WORK ORDER:
Could you give the entries back exactly as they stand, minus any pictures?

Entries taken from a collection:

'''

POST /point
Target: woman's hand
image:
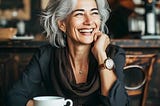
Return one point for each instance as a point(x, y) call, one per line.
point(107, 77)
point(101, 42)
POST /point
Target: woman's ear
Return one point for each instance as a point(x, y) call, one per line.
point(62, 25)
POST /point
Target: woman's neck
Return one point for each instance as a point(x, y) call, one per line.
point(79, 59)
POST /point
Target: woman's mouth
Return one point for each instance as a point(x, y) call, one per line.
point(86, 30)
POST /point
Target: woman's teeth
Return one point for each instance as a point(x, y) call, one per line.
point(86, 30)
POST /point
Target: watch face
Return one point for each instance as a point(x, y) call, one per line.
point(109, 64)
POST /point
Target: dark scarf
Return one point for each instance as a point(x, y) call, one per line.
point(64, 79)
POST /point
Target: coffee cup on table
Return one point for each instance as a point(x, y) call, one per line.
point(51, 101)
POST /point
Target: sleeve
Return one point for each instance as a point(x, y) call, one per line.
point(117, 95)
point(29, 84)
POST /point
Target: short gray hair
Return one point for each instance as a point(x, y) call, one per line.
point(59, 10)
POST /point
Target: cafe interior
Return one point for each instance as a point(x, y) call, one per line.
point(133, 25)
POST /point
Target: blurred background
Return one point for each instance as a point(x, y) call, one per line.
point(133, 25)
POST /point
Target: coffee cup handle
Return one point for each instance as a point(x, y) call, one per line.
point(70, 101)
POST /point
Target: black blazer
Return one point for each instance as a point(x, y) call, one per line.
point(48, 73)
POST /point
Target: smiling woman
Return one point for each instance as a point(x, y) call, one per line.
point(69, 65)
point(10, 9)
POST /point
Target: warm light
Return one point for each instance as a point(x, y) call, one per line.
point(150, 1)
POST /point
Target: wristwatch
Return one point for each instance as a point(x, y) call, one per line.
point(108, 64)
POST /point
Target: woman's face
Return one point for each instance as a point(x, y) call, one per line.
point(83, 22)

'''

RESULT OF THE TASK:
POST /point
Target: woman's hand
image:
Return one point for each instance as a point(x, y) call, one per line.
point(107, 77)
point(101, 42)
POST /point
Target: woman's ear
Return one point for each instance as a point(x, y) call, one per line.
point(62, 25)
POST /point
Target: woman's neck
Return one point for each instance as a point(x, y) call, one per line.
point(79, 59)
POST /point
Target: woman's mouth
Return one point for each instance as a point(x, y) call, one per line.
point(86, 30)
POST /point
Target: woman's teeth
Return one point for each instance as a point(x, y) call, one per line.
point(86, 30)
POST /point
Target: watch face
Return one point for each instance as a point(x, y) call, one per line.
point(109, 64)
POST /point
Target: dark scarf
Return one point for each instance as a point(x, y) call, one per line.
point(64, 79)
POST /point
Target: coffee cup on table
Return one point for each instance as a point(x, y) call, one per line.
point(51, 101)
POST /point
Target: sleeve
Return one point for each instance as a point(x, y) call, one per line.
point(117, 95)
point(29, 84)
POST /point
Target: short gray hair
Return one point for each instance as a point(x, y) call, one per line.
point(59, 10)
POST /point
Target: cafe interior
Return one point for each instance as a point(x, y) call, one per line.
point(133, 25)
POST /point
Target: blurred background
Return one point for each instance as a point(x, y) call, one per line.
point(133, 25)
POST /point
Target: coffee cup handle
Return one point for each instance as a point(x, y) call, one per line.
point(70, 101)
POST /point
Target: black blazer
Return one point for each instance as a point(x, y) call, one per line.
point(48, 73)
POST /point
Target: smiling woman
Return one point for each instance as a point(x, y) call, one per line.
point(69, 65)
point(10, 9)
POST /point
Target: warm light
Return one point for each instance as a point(x, y) call, one per line.
point(150, 1)
POST /point
Target: wristwatch
Return one point for each instance as a point(x, y) call, one per line.
point(108, 64)
POST /point
Target: woman's face
Return one point for each instance as a point(x, y) call, one per line.
point(83, 22)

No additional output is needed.